Records of labeled boxes
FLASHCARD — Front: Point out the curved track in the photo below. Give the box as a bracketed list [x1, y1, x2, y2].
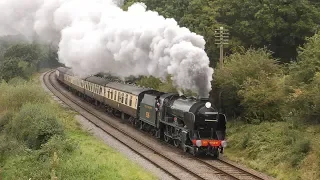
[43, 70, 271, 180]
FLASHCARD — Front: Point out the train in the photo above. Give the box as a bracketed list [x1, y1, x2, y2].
[55, 67, 227, 158]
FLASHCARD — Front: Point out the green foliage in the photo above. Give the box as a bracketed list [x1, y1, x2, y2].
[136, 76, 161, 89]
[289, 32, 320, 85]
[0, 79, 49, 111]
[225, 121, 320, 180]
[213, 49, 282, 118]
[0, 58, 25, 81]
[287, 33, 320, 122]
[238, 76, 286, 122]
[215, 0, 320, 62]
[0, 76, 156, 179]
[7, 103, 63, 149]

◆ **Task objective**: Reproduce the records above word for word, leaving the pictures out of your copy.

◆ **Result of the task**:
FLASHCARD — Front: Point out the curved track in the photo below. Give the box as a bracketed list [x1, y1, x2, y2].
[43, 70, 271, 180]
FLASHCARD — Front: Point out the train in the photo above. Give the box as a bracketed list [x1, y1, x2, y2].
[55, 67, 227, 158]
FLASHCARD — Front: Point out the green foliage in the photo above. Give the box as a bracketed list [x1, y1, x2, y2].
[136, 76, 161, 89]
[289, 32, 320, 85]
[0, 79, 49, 111]
[225, 121, 320, 180]
[213, 49, 282, 118]
[0, 58, 25, 81]
[287, 33, 320, 122]
[238, 76, 286, 122]
[215, 0, 320, 62]
[0, 76, 156, 179]
[7, 103, 63, 149]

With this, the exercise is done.